### DO THIS
Reproduce the items verbatim, from their first line through the line containing "[[[292,589],[354,162],[462,3],[0,0],[0,591]]]", both ends included. Omit the pictures from the output.

++++++++

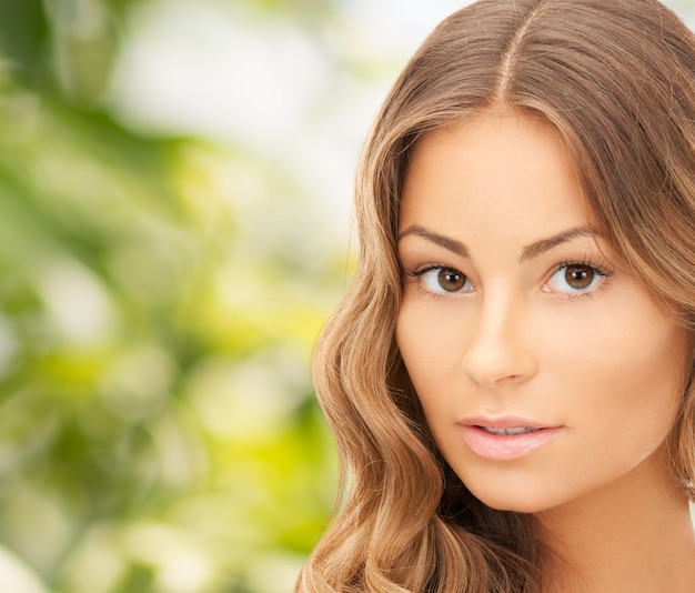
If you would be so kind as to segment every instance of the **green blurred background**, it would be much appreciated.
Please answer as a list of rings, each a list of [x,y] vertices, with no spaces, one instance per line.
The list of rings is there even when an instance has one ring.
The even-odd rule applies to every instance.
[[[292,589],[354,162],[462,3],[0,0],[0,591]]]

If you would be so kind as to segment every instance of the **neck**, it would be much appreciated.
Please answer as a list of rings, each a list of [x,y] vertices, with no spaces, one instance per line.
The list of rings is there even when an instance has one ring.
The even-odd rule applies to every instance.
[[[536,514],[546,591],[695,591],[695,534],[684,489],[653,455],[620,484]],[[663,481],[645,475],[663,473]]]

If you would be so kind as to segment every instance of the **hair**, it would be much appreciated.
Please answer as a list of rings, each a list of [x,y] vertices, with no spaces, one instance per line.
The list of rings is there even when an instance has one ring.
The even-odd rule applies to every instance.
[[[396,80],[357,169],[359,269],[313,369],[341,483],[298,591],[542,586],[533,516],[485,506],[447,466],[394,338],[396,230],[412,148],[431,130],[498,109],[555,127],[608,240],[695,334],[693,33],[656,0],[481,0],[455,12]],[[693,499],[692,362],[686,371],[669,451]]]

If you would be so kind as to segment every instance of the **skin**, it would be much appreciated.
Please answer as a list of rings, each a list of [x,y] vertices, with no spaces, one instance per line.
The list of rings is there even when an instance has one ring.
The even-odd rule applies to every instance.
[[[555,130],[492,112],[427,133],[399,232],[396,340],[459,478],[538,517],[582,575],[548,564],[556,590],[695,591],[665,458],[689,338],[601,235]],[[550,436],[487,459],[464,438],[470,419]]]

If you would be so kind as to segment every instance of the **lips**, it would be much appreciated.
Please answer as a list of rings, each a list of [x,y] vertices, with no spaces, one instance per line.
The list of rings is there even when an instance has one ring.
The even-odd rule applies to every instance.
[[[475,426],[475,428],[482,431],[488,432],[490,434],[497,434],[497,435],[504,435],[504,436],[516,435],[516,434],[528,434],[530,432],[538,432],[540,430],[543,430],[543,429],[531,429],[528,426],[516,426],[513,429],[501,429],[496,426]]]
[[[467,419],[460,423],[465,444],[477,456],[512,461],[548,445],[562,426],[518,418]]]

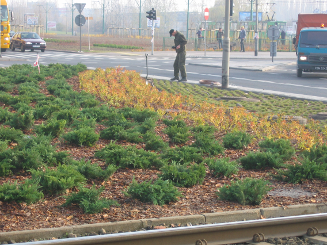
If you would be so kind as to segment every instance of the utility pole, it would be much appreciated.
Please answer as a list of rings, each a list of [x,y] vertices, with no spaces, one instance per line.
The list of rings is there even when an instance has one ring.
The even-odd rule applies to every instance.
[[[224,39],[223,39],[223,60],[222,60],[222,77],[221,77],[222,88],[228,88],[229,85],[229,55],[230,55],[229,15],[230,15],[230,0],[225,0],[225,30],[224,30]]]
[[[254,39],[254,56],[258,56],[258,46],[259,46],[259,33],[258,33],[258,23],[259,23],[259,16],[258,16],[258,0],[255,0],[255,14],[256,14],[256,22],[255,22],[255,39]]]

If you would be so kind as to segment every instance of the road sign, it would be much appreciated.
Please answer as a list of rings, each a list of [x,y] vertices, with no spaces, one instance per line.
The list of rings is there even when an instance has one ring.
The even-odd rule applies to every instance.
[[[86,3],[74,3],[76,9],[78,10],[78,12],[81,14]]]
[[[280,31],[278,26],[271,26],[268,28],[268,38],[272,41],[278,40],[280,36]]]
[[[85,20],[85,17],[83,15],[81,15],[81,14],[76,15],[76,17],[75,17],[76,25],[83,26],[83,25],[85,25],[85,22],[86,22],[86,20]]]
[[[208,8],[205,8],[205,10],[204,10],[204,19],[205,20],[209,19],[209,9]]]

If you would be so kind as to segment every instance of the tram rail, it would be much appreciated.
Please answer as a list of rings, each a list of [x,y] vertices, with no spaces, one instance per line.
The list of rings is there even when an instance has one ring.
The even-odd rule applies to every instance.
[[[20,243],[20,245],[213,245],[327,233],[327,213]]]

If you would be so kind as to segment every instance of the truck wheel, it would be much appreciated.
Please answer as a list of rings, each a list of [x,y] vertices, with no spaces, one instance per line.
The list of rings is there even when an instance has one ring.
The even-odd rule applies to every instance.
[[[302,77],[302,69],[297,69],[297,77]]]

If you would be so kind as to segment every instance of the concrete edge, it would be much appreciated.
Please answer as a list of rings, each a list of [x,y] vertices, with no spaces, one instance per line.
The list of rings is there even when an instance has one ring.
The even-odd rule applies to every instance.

++++++++

### RESULT
If you would be so kind as to segment every instance of the **green blurred background**, it would be much appreciated.
Please answer as a list of rings, each a list of [x,y] vertices, with no spaces, one instance per line.
The list of rings is there even when an instance has one ring.
The even-odd rule applies to every instance.
[[[292,589],[354,162],[462,3],[0,0],[0,591]]]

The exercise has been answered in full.